__Kaynak Metin__:
· · · · ·
Ahmet Kılıçaslan Aytar; Yakın Geleceğe İlişkin Bir Düşünce

YAKIN GELECEĞE İLİŞKİN BİR DÜŞÜNCE

ABD’nin 1990-1991’de Irak’la Körfez Savaşı: 1999’da Sırbistan’a karşı savaş: Afrika Boynuzu ve Balkanlar’daki müdahaleleri: 11 Eylül saldırıları ardından 2001’de Afganistan’da İslamcı Taliban yönetimine ve El Kaide’ye karşı büyük çaplı askerî saldırısı: Ortadoğu’da kalıcı üslerinin kurulmasına kadar uzanan birbirine bağlı savaşlar silsilesinde;
Suriye, II. Dünya Savaşından beri başlıca uluslararası anlaşmazlık öznesi haline gelmiştir.
Ama herhangi bir siyasi çözüm için Güvenlik Konseyinde hemen her konu engelleniyor ve BM örgütünün geleceği tartışılıyor…

*
Şimdi İsrail’in ve Suudi Arabistan’ın merkez rolünü üstlendiği yeni bir sahne oluşmuş, ABD başkanlık seçimleri sonuçlanıncaya kadar seyirci kalmıştır.
· · · · ·
__Etiketli nokta kayıtları__:
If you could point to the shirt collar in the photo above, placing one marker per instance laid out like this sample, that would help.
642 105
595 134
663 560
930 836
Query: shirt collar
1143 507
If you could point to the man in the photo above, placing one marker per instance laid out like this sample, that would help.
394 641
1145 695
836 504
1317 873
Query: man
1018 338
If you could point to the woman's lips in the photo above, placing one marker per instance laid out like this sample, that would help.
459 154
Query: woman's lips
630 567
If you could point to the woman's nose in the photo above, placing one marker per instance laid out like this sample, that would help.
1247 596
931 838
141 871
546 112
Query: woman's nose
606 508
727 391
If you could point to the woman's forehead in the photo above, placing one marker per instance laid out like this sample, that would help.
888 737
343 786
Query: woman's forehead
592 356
· · · · ·
__Çözülecek Problem__: Yakın geleceğe ilişkin düşünce yazısını, son cümlesinin ardından devam ettirin.

__Görevin Yanıtı__:
Koca ABD, ilk kez 11 Eylül Saldırıları ve savaşlar silsilesi sürecindeki yalana dayanan politikalarının çelişkilerini dünya çapında yaşıyor…

*
Pek çok şey, ABD’nin 7 Ekim 2001’de Afganistan’daki İslamcı Taliban yönetimine ve El Kaide üslerine karşı büyük çaplı bir askeri saldırısıyla başladı.
Sovyetler Birliği’nin çöküşü, ABD’ye küresel jeostratejik egemenliğini kurmakta görülmemiş bir fırsat yaratmıştı.
ABD askerî gücünün ezici üstünlüğüyle devasa hidrokarbon yataklarının bulunduğu Orta Asya’da oluşan siyasi boşlukta, ülkenin dünya ekonomisinde gerilemesini durduracağına inandı.
Doğu Avrupa’da, Sovyetler Birliği’nde ve Çin’deki Stalinist rejimler kapitalist mülkiyet ilişkilerine çevrilmeliydi…

*
1978’de Başkan Carter’ın yönetimi, Afganistan’daki Sovyet güçlerini uzun süreli bir karşı direniş içine çekmek için Pakistan ve Suudi Arabistan ile işbirliği geliştirdi.
Afganistan’da Sovyet destekli hükümete karşı savaş yürütmeleri için İslamcı köktendincileri finanse edip silahlandırıldı.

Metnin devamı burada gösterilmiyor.